> _ARTICLE_

For almost a period I’ve had intense Linear Algebra (some days 4-6 hours), a subject that does not need that much prior learning to be able to understand. You need to know addition and multiplication, that’s it. Yet, the power of linear algebra in real world problems (and highly theoretical problems) is great. The aim of this post is to give a short overview of the subject, summarizing basic concepts.

Introduction

To translate problems into matrix equations can be quite useful. It can allows us to perform simple things as balancing chemical equations (use of Ax=b), take derivatives of polynomials, approximate solutions to overdetermined systems, rotate objects in any space, find volumes, interpret shapes, and so much more. If we think about the very basic concept – matrix multiplication – we simply follow certain rules (a definition) to find the answer. It is quite interesting that we can use this fact to “store” information in matrices, that is, a certain set of actions that have to be performed given a rule. An example of this is differentiation of polynomials (see the ToK marked with blue). Below, I’ve included some examples I constructed using MATLAB.

[Data listing]

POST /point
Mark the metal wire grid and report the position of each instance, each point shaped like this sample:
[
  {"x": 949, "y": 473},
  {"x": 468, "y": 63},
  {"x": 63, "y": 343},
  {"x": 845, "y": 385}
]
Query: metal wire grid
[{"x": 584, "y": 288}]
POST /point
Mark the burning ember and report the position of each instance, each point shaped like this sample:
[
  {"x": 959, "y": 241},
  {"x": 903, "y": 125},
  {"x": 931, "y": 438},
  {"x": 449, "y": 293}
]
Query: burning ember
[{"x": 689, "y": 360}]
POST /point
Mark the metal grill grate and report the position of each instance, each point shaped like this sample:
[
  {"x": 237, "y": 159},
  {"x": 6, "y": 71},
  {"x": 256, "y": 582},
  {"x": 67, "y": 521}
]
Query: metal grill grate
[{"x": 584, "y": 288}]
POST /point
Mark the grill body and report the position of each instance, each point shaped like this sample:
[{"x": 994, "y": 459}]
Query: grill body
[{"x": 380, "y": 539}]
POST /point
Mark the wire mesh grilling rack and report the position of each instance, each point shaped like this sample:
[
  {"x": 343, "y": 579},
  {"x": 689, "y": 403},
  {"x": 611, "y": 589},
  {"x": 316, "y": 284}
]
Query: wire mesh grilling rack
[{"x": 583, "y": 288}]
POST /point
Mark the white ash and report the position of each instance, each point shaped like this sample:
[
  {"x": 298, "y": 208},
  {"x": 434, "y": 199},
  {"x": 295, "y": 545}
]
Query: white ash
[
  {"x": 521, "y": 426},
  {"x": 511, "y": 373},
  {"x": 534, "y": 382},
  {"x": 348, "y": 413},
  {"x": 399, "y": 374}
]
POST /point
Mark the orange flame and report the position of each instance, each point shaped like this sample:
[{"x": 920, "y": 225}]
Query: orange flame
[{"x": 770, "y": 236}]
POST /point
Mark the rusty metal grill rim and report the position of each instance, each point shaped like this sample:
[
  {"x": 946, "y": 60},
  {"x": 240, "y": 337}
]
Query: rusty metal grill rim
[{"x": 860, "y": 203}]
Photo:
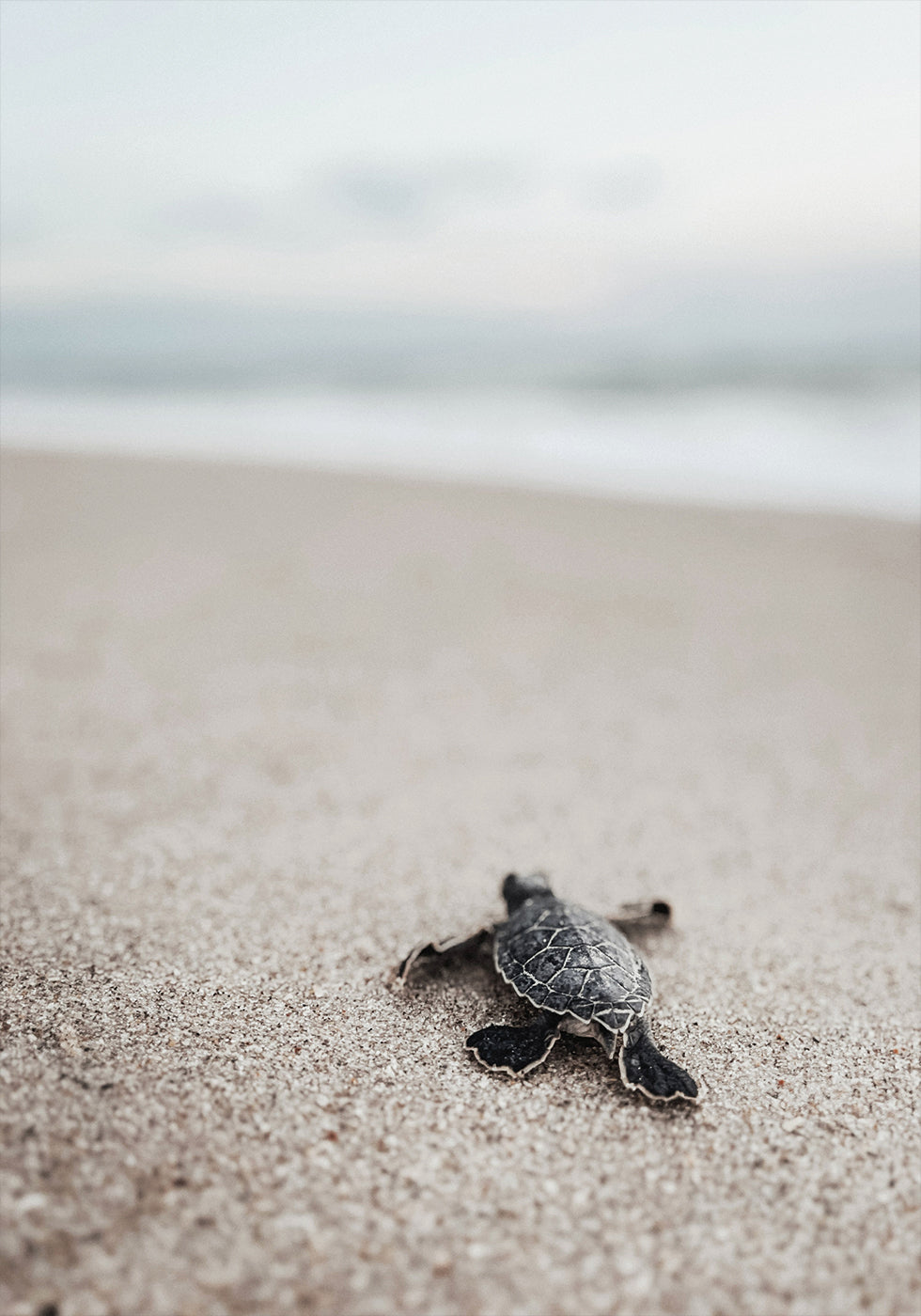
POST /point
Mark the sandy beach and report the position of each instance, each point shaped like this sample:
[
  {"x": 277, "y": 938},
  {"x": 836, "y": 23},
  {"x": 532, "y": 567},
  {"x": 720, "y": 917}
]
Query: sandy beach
[{"x": 265, "y": 729}]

> _STATED TASK_
Reproduce the linear algebra post word for word from "To translate problems" to "constructed using MATLAB.". Draw solely on the linear algebra post.

> _ANSWER TO THIS EXERCISE_
To translate problems into matrix equations can be quite useful. It can allows us to perform simple things as balancing chemical equations (use of Ax=b), take derivatives of polynomials, approximate solutions to overdetermined systems, rotate objects in any space, find volumes, interpret shapes, and so much more. If we think about the very basic concept – matrix multiplication – we simply follow certain rules (a definition) to find the answer. It is quite interesting that we can use this fact to “store” information in matrices, that is, a certain set of actions that have to be performed given a rule. An example of this is differentiation of polynomials (see the ToK marked with blue). Below, I’ve included some examples I constructed using MATLAB.